**PROBLEMA PLANTEADO 1:**
Responde estas preguntas sobre el fragmento acerca de la fe cristiana:
(a) ¿A quién se atribuye la filosofía perenne?
(b) ¿En qué ciudad se celebró la misa husita?
(c) ¿Qué se dice que era la esclavitud para el mundo antiguo?

**FRAGMENTO PROPORCIONADO:**
▬▬▬▬▬▬
Los Evangelios, las parábolas de Jesús, la educación materna y paterna (la fe de nuestros mayores), la poesía de Juan de la Cruz o de Miguel de Molinos, la filosofía perenne de Huxley, los textos de Gandhi, el ejemplo de mi esposa, las procesiones e iconografías de Semana Santa, las romerías, las saetas, el cristianismo de Erasmo, de Giner, de Machado..., todo ese conglomerado heredado, en el que el catolicismo popular condensa elementos de religiones paganas, antiquísimas, seguramente tienen que ver con la conservación en mí de lo más esencial del cristianismo: una apuesta a favor de Dios concebido como Ser misericordioso, y a favor del próximo (prójimo) concebido como persona (sustancia individual y racional). Un catolicismo bastante reformado que hace honor a la tolerancia del Maestro: “el que esté libre de pecado que tire la primera piedra“, “no verás la paja en el ojo ajeno sin ver antes la viga en el propio, etc.”.

Influyen tradiciones y circunstancias, más no me considero tradicionalista. Las Iglesias tienen que evolucionar muchísimo si no quieren seguir perdiendo fieles. Una de las experiencias más emocionantes de mi vida religiosa la experimenté en Praga, en una misa husita oficiada por una sacerdotisa, semicantada. Pero hay algo más. Un compromiso adoptado libremente: fe en el espíritu y en las personas (al margen de su sexo) como receptáculos del espíritu, que sopla donde quiere. No es sólo moralismo (Voltaire, Marina). El cristianismo es más que una ética razonable. Más bien apertura al misterio de la Encarnación de lo divino en las personas, y en la persona del Cristo histórico principalmente, un dios doliente, sufriente, angustiado, humanizado. Apertura al misterio tremendo de la vida, la conciencia y la historia humana, esa aventura colectiva con dirección sublime. El Ungido como germen misterioso y éticamente progresista de la historia, que vino a dejar sin fundamento la esclavitud, clave económica del mundo antiguo, que sin la esclavitud se desmorona para bien de la Humanidad.
▬▬▬▬▬▬
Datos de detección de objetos
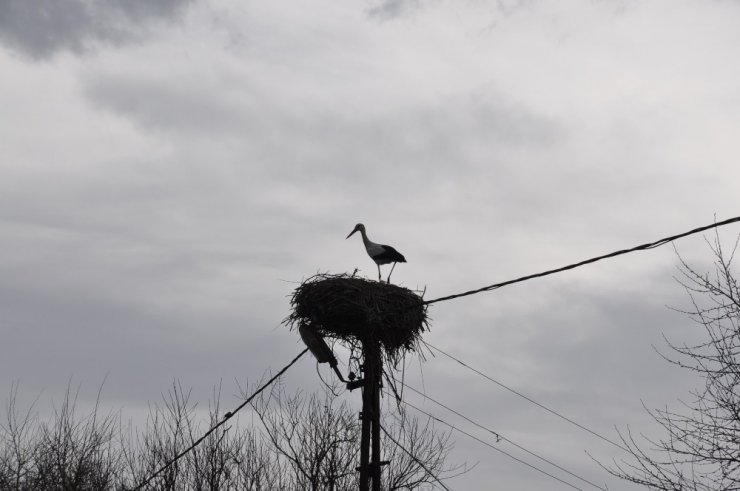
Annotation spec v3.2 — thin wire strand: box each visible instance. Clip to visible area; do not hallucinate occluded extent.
[424,341,631,453]
[133,348,308,491]
[398,384,607,491]
[380,425,451,491]
[403,401,584,491]
[422,217,740,305]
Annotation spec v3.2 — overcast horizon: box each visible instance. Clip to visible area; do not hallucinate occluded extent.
[0,0,740,491]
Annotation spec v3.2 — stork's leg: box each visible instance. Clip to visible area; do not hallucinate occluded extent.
[386,263,396,284]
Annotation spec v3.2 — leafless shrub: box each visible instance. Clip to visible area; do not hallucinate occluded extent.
[609,237,740,491]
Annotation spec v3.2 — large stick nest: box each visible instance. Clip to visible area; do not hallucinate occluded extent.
[284,274,429,361]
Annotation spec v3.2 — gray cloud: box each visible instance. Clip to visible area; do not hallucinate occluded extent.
[0,0,192,60]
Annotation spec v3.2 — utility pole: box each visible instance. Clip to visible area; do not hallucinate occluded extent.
[354,340,387,491]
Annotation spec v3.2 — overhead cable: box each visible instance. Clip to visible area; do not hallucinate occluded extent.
[422,217,740,305]
[403,401,584,491]
[133,348,308,491]
[424,341,630,453]
[380,425,451,491]
[404,384,607,491]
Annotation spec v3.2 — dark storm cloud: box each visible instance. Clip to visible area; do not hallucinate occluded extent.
[0,0,191,60]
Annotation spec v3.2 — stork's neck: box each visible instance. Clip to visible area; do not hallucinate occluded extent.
[360,229,374,247]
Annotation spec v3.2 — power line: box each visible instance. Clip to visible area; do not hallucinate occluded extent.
[133,348,308,491]
[403,401,583,491]
[404,384,607,491]
[424,341,631,453]
[380,425,451,491]
[422,217,740,305]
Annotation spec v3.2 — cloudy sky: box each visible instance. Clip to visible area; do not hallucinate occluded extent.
[0,0,740,490]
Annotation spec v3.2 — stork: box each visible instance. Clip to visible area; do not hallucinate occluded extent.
[345,223,406,283]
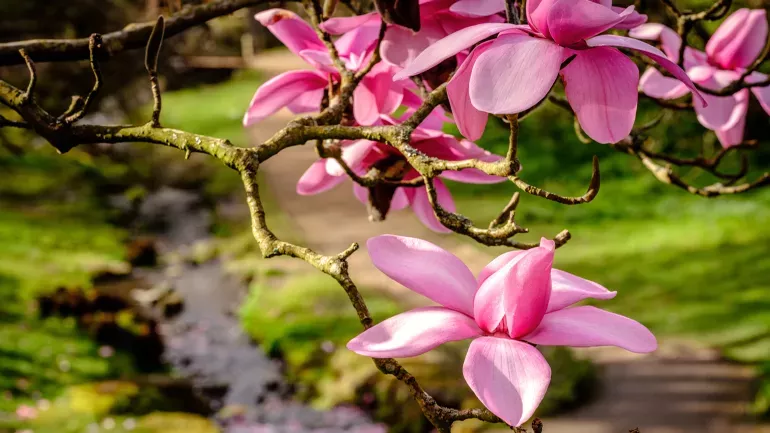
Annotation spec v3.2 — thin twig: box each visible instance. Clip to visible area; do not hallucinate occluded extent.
[144,16,166,128]
[62,33,102,124]
[19,48,37,104]
[509,156,601,206]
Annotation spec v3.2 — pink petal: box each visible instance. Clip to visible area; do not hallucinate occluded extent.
[524,306,658,353]
[476,251,617,313]
[706,8,768,69]
[611,6,647,30]
[297,159,345,195]
[441,168,508,185]
[321,12,380,35]
[527,0,557,38]
[347,307,481,358]
[463,337,551,426]
[299,48,338,76]
[547,269,617,313]
[688,66,749,130]
[473,251,525,333]
[586,35,706,104]
[410,179,457,233]
[334,20,380,59]
[243,71,327,126]
[746,72,770,114]
[470,34,563,114]
[286,89,326,114]
[353,182,369,204]
[478,250,524,287]
[436,14,505,35]
[639,68,690,99]
[254,9,326,54]
[447,41,495,140]
[449,0,505,17]
[628,23,682,60]
[380,22,444,68]
[473,238,554,338]
[547,0,634,47]
[392,23,527,80]
[562,47,639,143]
[366,235,476,316]
[353,63,404,125]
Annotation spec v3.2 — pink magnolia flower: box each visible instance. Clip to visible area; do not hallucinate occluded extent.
[322,0,504,67]
[396,0,694,143]
[630,9,770,147]
[348,235,657,426]
[243,9,414,126]
[449,0,647,29]
[297,117,505,233]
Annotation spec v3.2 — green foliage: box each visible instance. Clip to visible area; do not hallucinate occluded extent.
[452,102,770,416]
[0,151,131,431]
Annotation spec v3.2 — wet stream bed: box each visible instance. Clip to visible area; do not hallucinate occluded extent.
[91,187,386,433]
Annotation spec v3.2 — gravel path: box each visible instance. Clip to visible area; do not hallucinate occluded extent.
[251,49,770,433]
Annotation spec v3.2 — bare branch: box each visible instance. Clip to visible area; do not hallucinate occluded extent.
[144,16,166,128]
[509,156,601,206]
[19,48,37,104]
[61,33,102,124]
[637,153,770,198]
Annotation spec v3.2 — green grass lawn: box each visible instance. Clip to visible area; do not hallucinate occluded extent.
[453,109,770,362]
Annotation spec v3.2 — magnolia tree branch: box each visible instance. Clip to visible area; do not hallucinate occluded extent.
[0,22,520,432]
[544,95,770,194]
[0,0,770,433]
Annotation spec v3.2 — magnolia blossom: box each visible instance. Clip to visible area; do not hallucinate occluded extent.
[630,9,770,147]
[297,116,505,233]
[449,0,647,29]
[243,9,414,126]
[321,0,504,67]
[395,0,697,143]
[348,235,657,426]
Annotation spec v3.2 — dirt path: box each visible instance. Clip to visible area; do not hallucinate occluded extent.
[244,54,770,433]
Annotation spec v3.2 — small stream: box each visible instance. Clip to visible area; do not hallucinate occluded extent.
[121,187,386,433]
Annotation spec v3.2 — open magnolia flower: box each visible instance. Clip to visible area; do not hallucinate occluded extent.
[449,0,647,29]
[321,0,504,67]
[630,9,770,147]
[396,0,697,143]
[348,235,657,426]
[297,116,505,233]
[243,9,415,126]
▬▬▬▬▬▬
**PROBLEMA PLANTEADO 2:**
Calcula cuántas líneas de las entradas contienen la palabra "pink" y responde solo con esa cifra. Se distinguen mayúsculas y minúsculas.

**RESPUESTA COMPLETA 1:**
(a) A Huxley.
(b) En Praga.
(c) Su clave económica.

**RESPUESTA COMPLETA 2:**
2